Exercise inputs:
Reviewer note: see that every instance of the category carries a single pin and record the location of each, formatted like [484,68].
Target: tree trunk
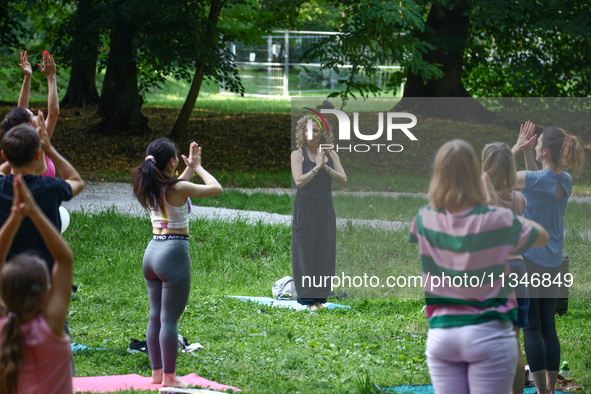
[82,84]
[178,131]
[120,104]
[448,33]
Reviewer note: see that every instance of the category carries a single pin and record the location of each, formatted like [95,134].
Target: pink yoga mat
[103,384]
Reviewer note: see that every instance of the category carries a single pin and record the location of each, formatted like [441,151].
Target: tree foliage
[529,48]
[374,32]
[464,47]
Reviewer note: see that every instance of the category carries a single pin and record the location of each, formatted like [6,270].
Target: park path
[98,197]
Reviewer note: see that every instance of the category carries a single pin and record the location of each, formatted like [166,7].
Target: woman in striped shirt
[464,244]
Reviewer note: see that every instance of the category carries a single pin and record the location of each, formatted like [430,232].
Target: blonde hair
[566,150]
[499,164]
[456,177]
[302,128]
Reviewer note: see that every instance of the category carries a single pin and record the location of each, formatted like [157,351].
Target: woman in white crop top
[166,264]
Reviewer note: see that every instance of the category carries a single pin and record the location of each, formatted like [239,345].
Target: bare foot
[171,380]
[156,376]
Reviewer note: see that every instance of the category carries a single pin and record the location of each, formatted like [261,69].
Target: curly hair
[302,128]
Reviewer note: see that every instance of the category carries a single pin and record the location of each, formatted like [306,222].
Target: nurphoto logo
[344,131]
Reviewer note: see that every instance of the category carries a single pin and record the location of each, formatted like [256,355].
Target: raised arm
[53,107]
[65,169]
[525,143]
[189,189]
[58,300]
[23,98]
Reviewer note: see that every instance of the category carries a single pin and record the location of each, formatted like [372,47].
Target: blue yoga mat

Exercise instructions: Your output should be an exact copy of every line from the one containing "formatted like [306,222]." through the end of the records.

Answer to this task:
Reviewer note: see that every instance of the category carries a single pin and record the location of each, formatted like [306,222].
Target: nurphoto logo
[344,131]
Reviewer note: see that every instance of the category carries a single pin and record the location of each, formatted like [256,355].
Target: raised arm
[53,107]
[65,169]
[525,143]
[189,189]
[58,300]
[23,98]
Reviewer note: see that every instance of the category carries a single pin and record the location of each, formatted like [372,47].
Target: blue yoga mat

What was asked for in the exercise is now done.